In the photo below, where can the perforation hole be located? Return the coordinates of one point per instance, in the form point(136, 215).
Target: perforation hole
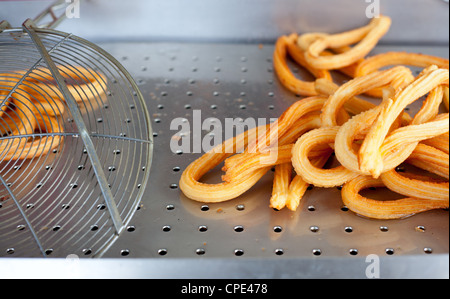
point(238, 228)
point(202, 228)
point(428, 250)
point(389, 251)
point(277, 229)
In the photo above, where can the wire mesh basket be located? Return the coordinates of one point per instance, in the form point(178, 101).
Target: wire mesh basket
point(75, 145)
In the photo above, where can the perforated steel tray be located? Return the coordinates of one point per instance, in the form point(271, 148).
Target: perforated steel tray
point(237, 81)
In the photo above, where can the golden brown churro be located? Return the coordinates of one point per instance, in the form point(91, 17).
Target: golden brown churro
point(370, 141)
point(37, 105)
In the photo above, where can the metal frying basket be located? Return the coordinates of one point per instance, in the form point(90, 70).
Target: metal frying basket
point(76, 144)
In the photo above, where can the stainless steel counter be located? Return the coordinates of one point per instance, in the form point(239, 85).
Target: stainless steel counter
point(210, 66)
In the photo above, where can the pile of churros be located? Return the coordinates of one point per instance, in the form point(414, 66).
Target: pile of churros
point(370, 141)
point(30, 116)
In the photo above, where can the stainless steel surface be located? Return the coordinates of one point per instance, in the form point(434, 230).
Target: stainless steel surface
point(415, 21)
point(415, 267)
point(77, 198)
point(215, 57)
point(237, 81)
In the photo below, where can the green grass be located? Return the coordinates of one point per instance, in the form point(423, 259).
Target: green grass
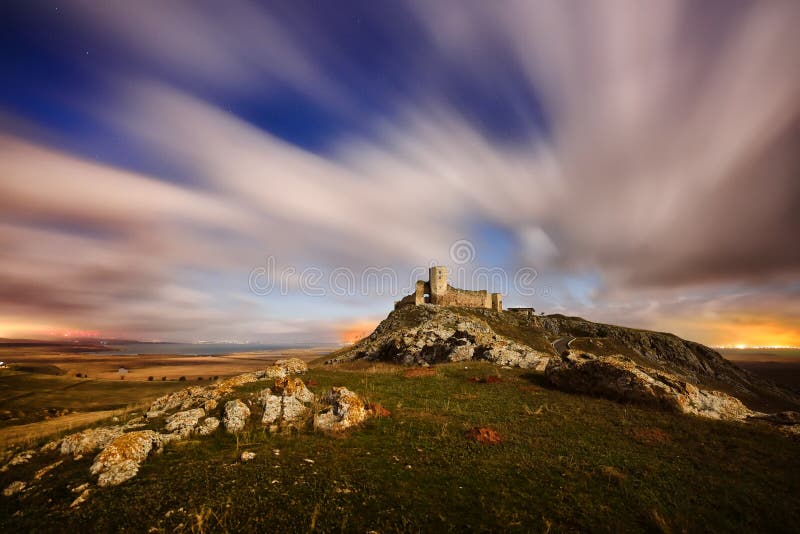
point(567, 463)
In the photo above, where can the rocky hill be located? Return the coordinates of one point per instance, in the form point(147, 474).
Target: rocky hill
point(427, 334)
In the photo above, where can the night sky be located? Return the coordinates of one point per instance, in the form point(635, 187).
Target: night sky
point(641, 158)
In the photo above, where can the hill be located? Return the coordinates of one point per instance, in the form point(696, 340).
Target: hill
point(556, 461)
point(485, 432)
point(426, 334)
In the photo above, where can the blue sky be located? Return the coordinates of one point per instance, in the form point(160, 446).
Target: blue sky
point(640, 159)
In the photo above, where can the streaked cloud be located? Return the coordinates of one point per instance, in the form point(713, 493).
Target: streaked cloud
point(642, 158)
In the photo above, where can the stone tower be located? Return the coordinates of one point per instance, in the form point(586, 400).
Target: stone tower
point(437, 277)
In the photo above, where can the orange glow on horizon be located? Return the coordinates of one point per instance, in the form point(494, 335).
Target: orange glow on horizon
point(19, 330)
point(740, 332)
point(356, 331)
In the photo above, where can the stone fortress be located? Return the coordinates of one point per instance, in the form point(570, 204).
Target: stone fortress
point(437, 291)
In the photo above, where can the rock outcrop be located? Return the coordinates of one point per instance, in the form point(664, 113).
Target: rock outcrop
point(90, 440)
point(285, 404)
point(208, 426)
point(620, 378)
point(688, 360)
point(341, 409)
point(120, 460)
point(178, 415)
point(183, 423)
point(428, 334)
point(236, 415)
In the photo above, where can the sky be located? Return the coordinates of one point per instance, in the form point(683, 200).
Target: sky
point(282, 171)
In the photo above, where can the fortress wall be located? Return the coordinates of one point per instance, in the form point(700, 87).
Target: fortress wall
point(464, 297)
point(497, 302)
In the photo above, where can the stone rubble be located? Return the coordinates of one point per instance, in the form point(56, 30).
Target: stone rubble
point(14, 488)
point(208, 426)
point(90, 440)
point(428, 334)
point(341, 409)
point(236, 415)
point(121, 458)
point(620, 378)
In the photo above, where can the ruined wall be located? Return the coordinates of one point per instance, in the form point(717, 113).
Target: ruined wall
point(443, 294)
point(464, 297)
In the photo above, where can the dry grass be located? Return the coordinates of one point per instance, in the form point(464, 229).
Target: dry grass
point(420, 372)
point(141, 367)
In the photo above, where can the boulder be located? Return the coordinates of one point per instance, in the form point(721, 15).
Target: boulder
point(620, 378)
point(341, 409)
point(21, 458)
point(121, 458)
point(208, 426)
point(293, 366)
point(293, 409)
point(90, 440)
point(272, 407)
point(184, 422)
point(236, 415)
point(292, 387)
point(285, 402)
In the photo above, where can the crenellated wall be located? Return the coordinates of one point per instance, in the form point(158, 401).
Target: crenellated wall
point(441, 293)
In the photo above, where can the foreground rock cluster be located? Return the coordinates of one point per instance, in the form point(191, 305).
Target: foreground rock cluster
point(428, 334)
point(286, 404)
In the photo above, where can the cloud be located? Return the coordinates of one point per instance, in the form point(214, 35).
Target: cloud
point(656, 163)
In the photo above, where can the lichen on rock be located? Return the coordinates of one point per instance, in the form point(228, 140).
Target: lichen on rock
point(90, 440)
point(236, 415)
point(121, 458)
point(341, 409)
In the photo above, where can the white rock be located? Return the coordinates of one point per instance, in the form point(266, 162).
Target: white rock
point(186, 420)
point(14, 488)
point(208, 426)
point(236, 415)
point(90, 440)
point(121, 458)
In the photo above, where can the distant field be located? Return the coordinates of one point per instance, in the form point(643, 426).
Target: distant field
point(143, 366)
point(566, 463)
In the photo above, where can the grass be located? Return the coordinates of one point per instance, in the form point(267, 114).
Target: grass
point(566, 463)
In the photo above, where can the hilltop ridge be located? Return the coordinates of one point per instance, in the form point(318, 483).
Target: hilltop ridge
point(428, 334)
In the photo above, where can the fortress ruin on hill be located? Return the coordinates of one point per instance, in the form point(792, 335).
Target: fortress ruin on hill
point(437, 291)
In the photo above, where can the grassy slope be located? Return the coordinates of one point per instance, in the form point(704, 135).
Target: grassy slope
point(568, 462)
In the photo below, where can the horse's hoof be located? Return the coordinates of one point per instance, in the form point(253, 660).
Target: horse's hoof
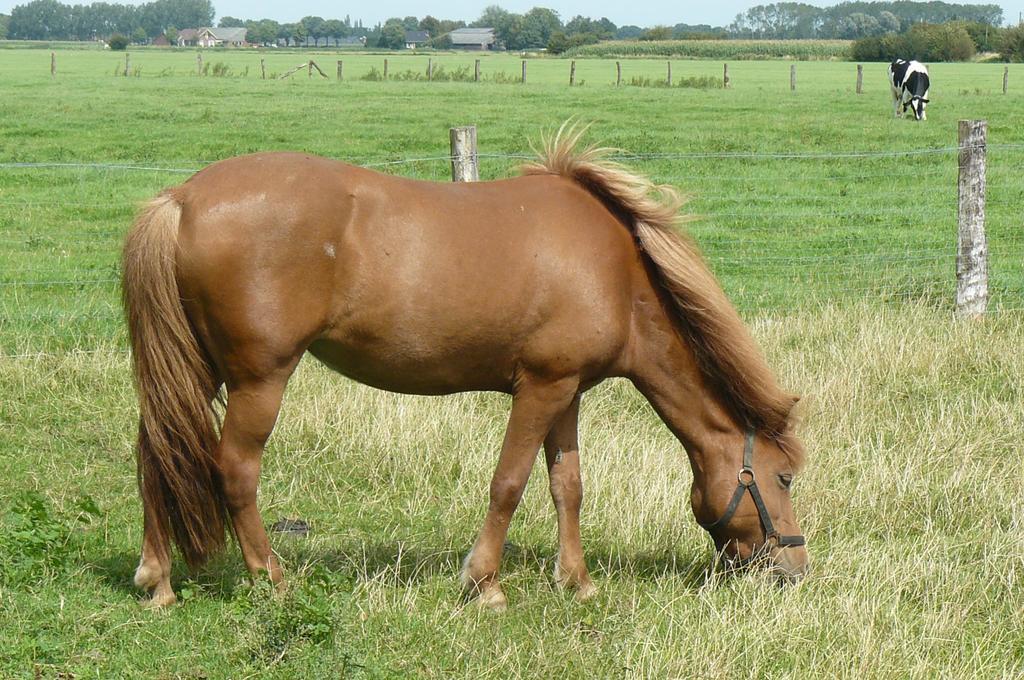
point(494, 599)
point(585, 591)
point(146, 578)
point(159, 600)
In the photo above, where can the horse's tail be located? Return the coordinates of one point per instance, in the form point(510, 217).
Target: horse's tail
point(177, 433)
point(724, 346)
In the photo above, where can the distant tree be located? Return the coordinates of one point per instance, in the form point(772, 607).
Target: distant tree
point(889, 22)
point(285, 32)
point(656, 33)
point(559, 42)
point(314, 27)
point(492, 16)
point(1012, 44)
point(430, 25)
point(335, 29)
point(601, 28)
point(629, 32)
point(392, 36)
point(299, 34)
point(263, 32)
point(859, 25)
point(40, 19)
point(986, 38)
point(697, 32)
point(538, 25)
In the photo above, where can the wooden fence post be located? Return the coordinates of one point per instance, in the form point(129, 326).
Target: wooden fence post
point(464, 166)
point(972, 251)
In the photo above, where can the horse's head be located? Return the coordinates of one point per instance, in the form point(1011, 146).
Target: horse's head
point(742, 499)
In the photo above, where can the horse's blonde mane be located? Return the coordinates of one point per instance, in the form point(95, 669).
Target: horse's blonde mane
point(725, 348)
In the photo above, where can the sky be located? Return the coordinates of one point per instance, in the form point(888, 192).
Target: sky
point(640, 12)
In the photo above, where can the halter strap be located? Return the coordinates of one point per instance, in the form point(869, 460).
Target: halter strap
point(748, 482)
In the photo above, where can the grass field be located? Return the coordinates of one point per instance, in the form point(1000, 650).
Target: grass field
point(836, 243)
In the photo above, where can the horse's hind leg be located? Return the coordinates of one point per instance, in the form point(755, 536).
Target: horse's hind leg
point(154, 572)
point(561, 450)
point(252, 412)
point(535, 408)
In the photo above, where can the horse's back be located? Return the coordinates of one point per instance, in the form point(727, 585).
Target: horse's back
point(407, 285)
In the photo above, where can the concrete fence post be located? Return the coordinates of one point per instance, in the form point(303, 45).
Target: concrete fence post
point(464, 159)
point(972, 250)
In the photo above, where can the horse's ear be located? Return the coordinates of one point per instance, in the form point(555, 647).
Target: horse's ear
point(794, 399)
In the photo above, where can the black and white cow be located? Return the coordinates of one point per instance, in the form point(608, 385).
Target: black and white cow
point(909, 85)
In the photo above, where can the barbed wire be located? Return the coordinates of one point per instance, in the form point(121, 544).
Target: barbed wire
point(738, 155)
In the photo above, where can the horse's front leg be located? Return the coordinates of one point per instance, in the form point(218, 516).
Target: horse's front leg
point(535, 408)
point(561, 450)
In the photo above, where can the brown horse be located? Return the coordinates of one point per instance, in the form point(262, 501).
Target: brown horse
point(540, 286)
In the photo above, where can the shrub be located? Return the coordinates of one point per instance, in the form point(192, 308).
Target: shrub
point(986, 38)
point(118, 41)
point(939, 42)
point(1012, 44)
point(559, 42)
point(719, 49)
point(925, 42)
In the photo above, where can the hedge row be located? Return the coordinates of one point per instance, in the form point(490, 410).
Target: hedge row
point(719, 49)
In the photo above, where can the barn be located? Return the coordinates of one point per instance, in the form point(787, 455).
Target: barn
point(478, 39)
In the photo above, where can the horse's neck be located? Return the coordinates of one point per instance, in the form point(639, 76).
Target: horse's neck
point(667, 373)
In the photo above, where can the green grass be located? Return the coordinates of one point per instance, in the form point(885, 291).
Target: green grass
point(844, 265)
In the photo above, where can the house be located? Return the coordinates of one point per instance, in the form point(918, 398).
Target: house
point(416, 39)
point(481, 39)
point(210, 37)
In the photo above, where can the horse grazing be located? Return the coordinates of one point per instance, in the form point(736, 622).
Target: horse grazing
point(540, 286)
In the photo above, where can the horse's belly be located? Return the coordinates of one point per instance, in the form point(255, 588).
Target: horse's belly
point(412, 370)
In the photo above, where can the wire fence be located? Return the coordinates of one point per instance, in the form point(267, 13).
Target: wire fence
point(781, 229)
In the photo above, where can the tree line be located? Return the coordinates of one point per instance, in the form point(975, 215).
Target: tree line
point(540, 27)
point(850, 20)
point(49, 19)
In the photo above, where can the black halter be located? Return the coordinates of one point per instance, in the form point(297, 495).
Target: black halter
point(749, 483)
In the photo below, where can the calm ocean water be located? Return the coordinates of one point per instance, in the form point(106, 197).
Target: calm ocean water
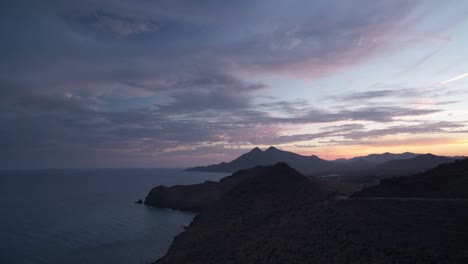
point(87, 215)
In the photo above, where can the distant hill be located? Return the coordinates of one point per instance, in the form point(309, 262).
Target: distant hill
point(257, 157)
point(417, 164)
point(445, 181)
point(378, 158)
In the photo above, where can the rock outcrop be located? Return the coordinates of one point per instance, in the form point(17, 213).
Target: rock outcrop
point(445, 181)
point(280, 216)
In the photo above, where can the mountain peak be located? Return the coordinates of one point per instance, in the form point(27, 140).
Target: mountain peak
point(256, 149)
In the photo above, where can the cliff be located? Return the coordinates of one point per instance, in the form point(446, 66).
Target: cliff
point(280, 216)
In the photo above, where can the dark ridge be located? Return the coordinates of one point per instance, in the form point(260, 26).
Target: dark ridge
point(445, 181)
point(197, 196)
point(417, 164)
point(257, 157)
point(279, 216)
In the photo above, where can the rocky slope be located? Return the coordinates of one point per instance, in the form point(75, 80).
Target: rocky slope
point(416, 164)
point(197, 196)
point(257, 157)
point(280, 216)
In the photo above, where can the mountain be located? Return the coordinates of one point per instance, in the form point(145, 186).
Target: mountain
point(280, 216)
point(445, 181)
point(417, 164)
point(257, 157)
point(197, 196)
point(378, 158)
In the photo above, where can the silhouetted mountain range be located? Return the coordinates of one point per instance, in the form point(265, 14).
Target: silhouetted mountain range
point(445, 181)
point(404, 162)
point(379, 158)
point(276, 215)
point(418, 163)
point(257, 157)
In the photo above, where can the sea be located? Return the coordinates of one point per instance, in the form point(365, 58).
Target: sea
point(88, 215)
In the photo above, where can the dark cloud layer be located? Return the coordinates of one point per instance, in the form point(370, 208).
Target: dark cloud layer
point(136, 83)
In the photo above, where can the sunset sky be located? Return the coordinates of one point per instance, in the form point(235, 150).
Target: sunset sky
point(174, 83)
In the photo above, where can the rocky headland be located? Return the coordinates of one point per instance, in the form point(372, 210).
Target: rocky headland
point(277, 215)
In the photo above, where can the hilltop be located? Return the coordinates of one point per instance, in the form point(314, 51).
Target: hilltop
point(281, 216)
point(257, 157)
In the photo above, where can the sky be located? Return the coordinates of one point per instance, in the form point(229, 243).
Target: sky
point(174, 83)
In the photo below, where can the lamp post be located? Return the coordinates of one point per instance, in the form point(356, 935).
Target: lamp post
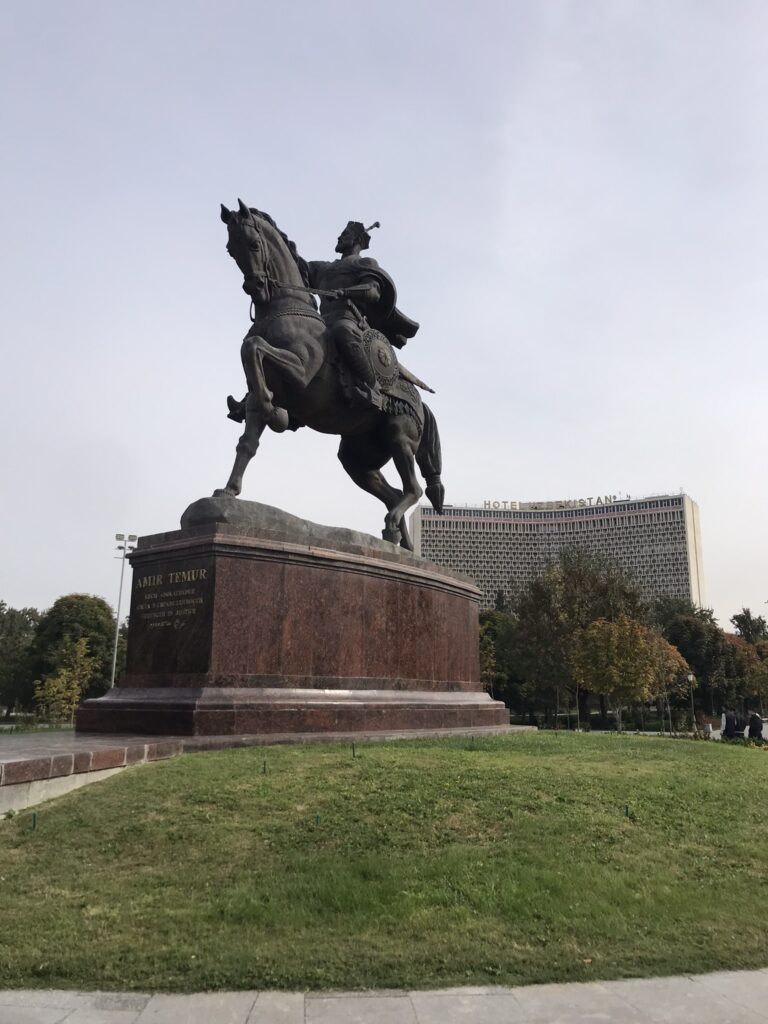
----------------------------------------
• _Problem description_
Output only the entries from the line with "In the photo above, where can the horse's ear" to the line with "point(925, 42)" as a two-column CSV with the header row text,answer. Give one row per entry, with the entry's text and its answer each in a single quoted field and line breaks replaced by spaces.

• _Exercise solution_
text,answer
"In the photo above, where can the horse's ear be located? Return the coordinates of one point per instance, in the form point(555, 647). Target: horse's ear","point(794, 399)"
"In the photo above, where can the black and white cow be located? Return the coordinates of one point per instance, in the form point(608, 385). Target: black and white cow","point(909, 85)"
"In the photo above, where can the barbed wire be located? Return the coordinates of one point per instance, in the form point(121, 544). Target: barbed wire","point(738, 155)"
"In the photo above, where can the horse's front leg be located? Return the coordinates of one point per instance, in the form point(218, 516). Target: horse's front leg","point(535, 408) point(561, 450)"
"In the photo above, where can the brown horse be located? Return the coordinates of one point per instance, in the form point(262, 501). Target: brown horse","point(540, 286)"
"In the photo above, where can the shrub be located? Return the coordinates of one point per instance, in the form point(192, 308). Target: shrub","point(986, 38) point(118, 41) point(939, 42) point(1012, 44) point(559, 42) point(719, 49) point(925, 42)"